Reproduce the records below word for word, starting at their first line and ending with the line that contains "x=453 y=314", and include both of those lines.

Coordinate annotation records:
━━━
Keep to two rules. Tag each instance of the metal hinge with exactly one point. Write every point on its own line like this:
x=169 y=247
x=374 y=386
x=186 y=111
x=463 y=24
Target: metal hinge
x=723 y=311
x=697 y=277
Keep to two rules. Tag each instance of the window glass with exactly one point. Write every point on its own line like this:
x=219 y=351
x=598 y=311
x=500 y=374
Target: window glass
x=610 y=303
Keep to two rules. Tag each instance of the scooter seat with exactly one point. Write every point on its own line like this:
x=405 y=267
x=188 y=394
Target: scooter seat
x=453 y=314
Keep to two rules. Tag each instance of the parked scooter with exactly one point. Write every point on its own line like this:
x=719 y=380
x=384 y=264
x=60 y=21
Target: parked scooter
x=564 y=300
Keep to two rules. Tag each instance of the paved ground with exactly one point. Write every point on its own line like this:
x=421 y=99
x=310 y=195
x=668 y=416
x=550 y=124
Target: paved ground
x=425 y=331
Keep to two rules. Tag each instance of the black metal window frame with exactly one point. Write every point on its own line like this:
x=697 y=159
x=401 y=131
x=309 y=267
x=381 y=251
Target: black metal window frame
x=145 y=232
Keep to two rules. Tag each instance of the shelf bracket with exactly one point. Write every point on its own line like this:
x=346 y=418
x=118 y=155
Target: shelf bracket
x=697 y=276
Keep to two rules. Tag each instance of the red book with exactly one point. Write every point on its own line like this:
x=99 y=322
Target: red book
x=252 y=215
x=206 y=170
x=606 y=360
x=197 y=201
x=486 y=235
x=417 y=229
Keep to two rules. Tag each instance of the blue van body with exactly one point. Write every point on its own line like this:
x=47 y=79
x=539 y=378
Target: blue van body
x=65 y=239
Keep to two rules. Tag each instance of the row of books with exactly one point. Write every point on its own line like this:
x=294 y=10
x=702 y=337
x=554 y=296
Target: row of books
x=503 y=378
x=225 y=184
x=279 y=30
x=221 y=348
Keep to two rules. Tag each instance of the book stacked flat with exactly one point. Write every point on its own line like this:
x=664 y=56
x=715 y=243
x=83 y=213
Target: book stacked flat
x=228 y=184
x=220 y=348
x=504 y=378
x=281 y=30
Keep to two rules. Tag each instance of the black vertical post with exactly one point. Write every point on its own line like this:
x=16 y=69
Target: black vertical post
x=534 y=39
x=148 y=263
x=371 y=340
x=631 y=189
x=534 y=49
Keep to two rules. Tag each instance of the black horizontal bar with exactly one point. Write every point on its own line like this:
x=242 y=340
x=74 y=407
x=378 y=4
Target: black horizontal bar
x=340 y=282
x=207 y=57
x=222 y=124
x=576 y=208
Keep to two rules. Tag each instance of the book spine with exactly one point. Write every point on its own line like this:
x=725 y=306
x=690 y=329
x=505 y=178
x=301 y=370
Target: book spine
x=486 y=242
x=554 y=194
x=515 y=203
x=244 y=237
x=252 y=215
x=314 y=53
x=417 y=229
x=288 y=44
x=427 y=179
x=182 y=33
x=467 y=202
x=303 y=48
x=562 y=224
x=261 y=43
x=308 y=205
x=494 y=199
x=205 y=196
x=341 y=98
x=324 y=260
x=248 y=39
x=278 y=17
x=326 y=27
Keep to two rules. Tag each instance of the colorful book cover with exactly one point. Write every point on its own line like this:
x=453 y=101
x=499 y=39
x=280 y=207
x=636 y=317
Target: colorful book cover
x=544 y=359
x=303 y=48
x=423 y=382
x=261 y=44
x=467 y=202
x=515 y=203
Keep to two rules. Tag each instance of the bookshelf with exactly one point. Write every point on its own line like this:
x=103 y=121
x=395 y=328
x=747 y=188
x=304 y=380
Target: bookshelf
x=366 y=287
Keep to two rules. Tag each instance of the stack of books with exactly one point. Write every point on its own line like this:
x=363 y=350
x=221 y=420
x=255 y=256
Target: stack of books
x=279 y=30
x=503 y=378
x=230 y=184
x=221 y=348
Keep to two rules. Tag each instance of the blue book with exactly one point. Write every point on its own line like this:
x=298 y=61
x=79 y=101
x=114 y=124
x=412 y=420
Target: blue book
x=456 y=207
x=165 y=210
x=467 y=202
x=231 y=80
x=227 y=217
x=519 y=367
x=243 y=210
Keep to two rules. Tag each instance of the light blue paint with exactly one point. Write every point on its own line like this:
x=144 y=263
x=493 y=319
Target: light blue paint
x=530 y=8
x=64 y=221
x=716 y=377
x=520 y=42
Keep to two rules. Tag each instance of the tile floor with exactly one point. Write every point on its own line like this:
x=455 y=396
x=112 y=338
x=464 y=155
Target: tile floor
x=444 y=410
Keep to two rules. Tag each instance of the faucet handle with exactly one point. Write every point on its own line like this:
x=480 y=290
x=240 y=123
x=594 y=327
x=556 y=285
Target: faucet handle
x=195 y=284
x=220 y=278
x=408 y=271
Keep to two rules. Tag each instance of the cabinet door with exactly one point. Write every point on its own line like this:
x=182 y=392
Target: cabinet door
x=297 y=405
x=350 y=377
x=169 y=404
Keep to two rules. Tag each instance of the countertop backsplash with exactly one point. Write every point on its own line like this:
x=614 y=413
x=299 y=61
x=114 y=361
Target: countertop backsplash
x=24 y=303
━━━
* PROBLEM SOLUTION *
Keep to two rules. Tag each instance of the metal hinge with exactly one point. Write every point on its own line like this:
x=169 y=247
x=374 y=386
x=186 y=111
x=463 y=24
Target: metal hinge
x=723 y=311
x=697 y=277
Keep to two rules. Tag each instance of the window glass with exactly one point. Write every point on its own line like this:
x=219 y=351
x=598 y=311
x=500 y=374
Target: window glass
x=610 y=303
Keep to two rules. Tag each instance of the scooter seat with exactly one point. Write every point on its own line like this:
x=405 y=267
x=188 y=394
Target: scooter seat
x=453 y=314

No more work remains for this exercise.